== Übungsmaterial ==
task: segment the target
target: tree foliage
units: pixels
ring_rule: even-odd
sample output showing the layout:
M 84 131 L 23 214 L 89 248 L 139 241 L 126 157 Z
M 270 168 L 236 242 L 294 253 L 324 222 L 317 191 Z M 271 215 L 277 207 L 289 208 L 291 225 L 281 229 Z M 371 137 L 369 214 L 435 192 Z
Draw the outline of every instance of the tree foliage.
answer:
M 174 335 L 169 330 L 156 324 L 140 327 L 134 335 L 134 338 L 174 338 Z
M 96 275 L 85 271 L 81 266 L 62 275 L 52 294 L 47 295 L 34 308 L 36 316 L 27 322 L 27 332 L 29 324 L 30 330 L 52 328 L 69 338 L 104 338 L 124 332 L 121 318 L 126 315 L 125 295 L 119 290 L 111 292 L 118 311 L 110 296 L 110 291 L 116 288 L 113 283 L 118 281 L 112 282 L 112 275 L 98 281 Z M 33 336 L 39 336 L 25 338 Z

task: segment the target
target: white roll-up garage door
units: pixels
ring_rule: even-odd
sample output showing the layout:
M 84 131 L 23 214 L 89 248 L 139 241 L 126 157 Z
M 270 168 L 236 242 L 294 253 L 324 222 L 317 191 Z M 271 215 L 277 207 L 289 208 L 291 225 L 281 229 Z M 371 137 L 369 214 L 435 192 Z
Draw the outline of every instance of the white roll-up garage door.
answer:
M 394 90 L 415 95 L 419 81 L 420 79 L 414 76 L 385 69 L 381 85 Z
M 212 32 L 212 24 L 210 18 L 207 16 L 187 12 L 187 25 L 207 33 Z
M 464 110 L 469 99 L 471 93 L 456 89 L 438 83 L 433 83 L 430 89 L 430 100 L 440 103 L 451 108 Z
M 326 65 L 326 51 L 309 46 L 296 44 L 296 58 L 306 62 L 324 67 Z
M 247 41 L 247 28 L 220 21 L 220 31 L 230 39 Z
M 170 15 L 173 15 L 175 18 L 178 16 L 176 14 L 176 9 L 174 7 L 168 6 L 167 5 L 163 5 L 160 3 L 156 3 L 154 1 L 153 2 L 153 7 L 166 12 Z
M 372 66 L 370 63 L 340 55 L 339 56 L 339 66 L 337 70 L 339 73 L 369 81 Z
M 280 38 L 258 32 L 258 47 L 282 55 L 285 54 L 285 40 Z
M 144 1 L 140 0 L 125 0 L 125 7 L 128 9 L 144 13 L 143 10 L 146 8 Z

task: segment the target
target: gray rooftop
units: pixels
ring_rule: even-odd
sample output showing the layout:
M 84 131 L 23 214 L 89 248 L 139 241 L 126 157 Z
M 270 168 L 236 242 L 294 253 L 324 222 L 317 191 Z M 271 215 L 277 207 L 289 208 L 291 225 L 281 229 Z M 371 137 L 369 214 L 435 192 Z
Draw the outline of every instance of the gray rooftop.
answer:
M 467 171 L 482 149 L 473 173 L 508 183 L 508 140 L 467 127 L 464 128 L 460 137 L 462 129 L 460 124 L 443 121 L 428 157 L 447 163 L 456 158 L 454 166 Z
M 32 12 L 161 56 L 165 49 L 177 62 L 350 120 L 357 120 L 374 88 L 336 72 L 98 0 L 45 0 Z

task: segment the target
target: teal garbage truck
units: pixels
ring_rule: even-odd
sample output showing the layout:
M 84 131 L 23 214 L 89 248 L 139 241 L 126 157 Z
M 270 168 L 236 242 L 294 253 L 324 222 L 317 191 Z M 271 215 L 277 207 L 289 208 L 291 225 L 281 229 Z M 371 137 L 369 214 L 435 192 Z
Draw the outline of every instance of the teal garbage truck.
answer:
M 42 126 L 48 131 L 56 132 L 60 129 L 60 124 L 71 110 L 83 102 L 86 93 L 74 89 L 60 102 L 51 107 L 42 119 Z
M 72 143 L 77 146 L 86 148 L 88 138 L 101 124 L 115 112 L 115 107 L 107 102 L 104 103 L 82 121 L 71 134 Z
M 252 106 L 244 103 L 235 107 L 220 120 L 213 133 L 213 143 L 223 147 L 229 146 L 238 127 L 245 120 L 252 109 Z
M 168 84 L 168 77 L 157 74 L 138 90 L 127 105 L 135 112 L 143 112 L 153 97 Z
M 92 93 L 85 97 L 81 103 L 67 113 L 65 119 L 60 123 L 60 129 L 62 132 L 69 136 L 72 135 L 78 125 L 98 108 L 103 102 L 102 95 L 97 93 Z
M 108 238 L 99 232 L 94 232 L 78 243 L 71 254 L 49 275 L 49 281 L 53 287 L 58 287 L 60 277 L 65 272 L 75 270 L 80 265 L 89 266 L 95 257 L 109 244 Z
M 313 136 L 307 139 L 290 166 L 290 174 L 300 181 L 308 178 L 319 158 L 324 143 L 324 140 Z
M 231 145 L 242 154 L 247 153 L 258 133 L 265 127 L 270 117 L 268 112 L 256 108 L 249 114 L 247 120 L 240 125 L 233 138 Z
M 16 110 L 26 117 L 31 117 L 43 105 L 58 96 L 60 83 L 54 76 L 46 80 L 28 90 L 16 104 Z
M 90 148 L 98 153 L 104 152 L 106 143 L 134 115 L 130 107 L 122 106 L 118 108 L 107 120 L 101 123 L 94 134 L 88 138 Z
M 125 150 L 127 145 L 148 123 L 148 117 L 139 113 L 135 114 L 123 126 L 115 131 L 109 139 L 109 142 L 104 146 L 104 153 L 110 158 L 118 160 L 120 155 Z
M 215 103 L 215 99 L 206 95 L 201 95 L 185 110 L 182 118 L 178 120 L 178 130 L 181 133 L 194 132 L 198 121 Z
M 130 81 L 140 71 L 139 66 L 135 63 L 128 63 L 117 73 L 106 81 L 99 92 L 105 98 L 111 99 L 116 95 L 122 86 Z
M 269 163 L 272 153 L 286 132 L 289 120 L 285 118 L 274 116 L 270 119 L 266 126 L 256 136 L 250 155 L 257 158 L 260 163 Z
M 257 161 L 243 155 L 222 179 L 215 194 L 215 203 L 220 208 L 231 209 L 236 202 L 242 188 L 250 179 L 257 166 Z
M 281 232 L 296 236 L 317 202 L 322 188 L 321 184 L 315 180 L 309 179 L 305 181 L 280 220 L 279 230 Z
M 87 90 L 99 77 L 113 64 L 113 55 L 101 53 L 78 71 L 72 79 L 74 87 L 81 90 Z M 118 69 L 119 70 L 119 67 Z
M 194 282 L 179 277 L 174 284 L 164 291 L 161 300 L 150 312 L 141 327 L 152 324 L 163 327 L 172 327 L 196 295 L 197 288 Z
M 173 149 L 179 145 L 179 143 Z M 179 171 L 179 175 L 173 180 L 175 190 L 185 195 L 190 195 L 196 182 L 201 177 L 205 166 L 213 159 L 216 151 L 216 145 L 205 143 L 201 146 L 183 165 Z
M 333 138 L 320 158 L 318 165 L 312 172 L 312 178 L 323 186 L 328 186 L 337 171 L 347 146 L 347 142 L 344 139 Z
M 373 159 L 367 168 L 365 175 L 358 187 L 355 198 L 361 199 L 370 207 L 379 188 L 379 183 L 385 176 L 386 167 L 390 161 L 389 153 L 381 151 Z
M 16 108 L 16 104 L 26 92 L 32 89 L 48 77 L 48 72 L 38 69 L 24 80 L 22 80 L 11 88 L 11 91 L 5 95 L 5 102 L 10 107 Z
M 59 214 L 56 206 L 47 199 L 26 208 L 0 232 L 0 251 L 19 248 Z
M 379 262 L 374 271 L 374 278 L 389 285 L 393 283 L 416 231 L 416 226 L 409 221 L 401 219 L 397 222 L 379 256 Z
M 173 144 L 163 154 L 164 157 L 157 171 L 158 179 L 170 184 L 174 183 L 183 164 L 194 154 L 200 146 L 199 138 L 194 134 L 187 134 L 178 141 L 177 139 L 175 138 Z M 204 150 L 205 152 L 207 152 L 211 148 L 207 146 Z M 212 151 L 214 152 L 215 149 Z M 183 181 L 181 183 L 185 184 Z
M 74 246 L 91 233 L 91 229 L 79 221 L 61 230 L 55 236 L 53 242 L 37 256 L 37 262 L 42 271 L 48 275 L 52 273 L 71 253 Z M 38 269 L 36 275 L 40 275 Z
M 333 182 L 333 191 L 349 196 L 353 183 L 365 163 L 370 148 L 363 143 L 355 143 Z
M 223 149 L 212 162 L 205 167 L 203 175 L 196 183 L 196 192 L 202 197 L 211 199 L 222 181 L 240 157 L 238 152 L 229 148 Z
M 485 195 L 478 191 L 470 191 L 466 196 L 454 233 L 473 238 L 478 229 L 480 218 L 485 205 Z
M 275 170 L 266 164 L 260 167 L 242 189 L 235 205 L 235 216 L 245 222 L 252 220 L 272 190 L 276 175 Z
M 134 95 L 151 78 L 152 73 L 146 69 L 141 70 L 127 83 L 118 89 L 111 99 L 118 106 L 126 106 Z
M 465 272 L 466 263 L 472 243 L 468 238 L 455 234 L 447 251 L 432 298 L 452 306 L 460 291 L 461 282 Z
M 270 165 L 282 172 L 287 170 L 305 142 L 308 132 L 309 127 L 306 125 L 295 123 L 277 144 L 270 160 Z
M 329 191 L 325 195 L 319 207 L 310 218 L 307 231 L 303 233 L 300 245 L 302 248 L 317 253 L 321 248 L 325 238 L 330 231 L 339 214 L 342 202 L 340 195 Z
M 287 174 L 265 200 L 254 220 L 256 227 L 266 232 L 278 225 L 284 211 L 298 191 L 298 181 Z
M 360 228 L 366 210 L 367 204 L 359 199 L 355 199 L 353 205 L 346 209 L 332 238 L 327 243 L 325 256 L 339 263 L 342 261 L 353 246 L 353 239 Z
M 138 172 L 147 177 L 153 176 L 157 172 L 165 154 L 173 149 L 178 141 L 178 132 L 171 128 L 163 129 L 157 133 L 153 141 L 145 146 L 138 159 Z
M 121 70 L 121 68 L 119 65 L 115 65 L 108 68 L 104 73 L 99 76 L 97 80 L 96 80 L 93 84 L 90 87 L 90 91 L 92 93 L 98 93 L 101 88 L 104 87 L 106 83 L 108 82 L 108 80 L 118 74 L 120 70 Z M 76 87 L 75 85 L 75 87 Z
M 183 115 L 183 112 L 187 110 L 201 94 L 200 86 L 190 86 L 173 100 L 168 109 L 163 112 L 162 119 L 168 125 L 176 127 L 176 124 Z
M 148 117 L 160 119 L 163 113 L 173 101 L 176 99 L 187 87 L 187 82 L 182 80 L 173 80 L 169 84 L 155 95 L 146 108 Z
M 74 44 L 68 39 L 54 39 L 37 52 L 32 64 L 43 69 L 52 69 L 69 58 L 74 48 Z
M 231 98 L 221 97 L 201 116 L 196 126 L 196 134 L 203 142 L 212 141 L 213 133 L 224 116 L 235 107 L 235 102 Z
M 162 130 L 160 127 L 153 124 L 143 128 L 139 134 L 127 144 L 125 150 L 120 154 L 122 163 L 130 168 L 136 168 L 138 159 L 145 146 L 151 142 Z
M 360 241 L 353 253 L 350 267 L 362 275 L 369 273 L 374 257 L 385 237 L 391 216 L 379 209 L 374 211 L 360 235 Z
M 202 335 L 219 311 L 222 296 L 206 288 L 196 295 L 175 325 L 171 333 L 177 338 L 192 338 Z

== Aufgabendetails ==
Schreibe alles vom Anfang der Datensätze bis hinunter zur Zeile mit „M 144 1 L 140“ erneut aus und tausche dabei „target“ gegen „object“. Alles andere bleibt unverändert.

== Lösung zur Übung ==
task: segment the object
object: tree foliage
units: pixels
ring_rule: even-odd
sample output showing the layout:
M 84 131 L 23 214 L 89 248 L 139 241 L 126 157 Z
M 270 168 L 236 242 L 294 253 L 324 222 L 317 191 Z M 271 215 L 277 207 L 289 208 L 291 225 L 281 229 Z M 371 137 L 369 214 L 435 192 Z
Draw the outline of every instance of the tree foliage.
answer:
M 174 335 L 169 330 L 156 324 L 140 327 L 134 335 L 134 338 L 174 338 Z
M 96 275 L 85 271 L 81 266 L 62 275 L 52 294 L 47 295 L 34 308 L 36 316 L 27 322 L 27 332 L 29 324 L 30 330 L 52 328 L 69 338 L 104 338 L 124 332 L 121 318 L 126 315 L 125 295 L 119 290 L 111 292 L 118 311 L 110 296 L 110 291 L 116 288 L 113 283 L 118 281 L 112 282 L 112 275 L 98 281 Z M 33 336 L 39 336 L 25 338 Z

task: segment the object
object: white roll-up garage door
units: pixels
ring_rule: even-odd
sample output showing the layout:
M 84 131 L 23 214 L 89 248 L 139 241 L 126 157 Z
M 270 168 L 236 242 L 294 253 L 324 222 L 317 191 Z M 271 215 L 277 207 L 289 208 L 291 225 L 281 229 Z M 371 137 L 369 214 L 435 192 Z
Draw the outline of every instance of the white roll-up garage door.
answer:
M 394 90 L 415 95 L 419 81 L 420 79 L 414 76 L 385 69 L 381 85 Z
M 212 32 L 212 24 L 210 18 L 207 16 L 187 12 L 187 25 L 207 33 Z
M 464 110 L 469 99 L 471 93 L 456 89 L 438 83 L 433 83 L 430 89 L 430 100 L 440 103 L 451 108 Z
M 326 65 L 326 51 L 309 46 L 296 44 L 296 58 L 306 62 L 324 67 Z
M 247 41 L 247 28 L 220 21 L 220 31 L 230 39 Z
M 170 15 L 173 15 L 175 18 L 178 16 L 176 14 L 176 9 L 174 7 L 168 6 L 167 5 L 163 5 L 160 3 L 156 3 L 154 1 L 153 2 L 153 7 L 166 12 Z
M 372 66 L 370 63 L 340 55 L 339 56 L 339 66 L 337 70 L 339 73 L 369 81 Z
M 280 38 L 258 32 L 258 47 L 282 55 L 285 54 L 285 40 Z
M 144 1 L 140 0 L 125 0 L 125 7 L 128 9 L 144 13 L 143 10 L 146 8 Z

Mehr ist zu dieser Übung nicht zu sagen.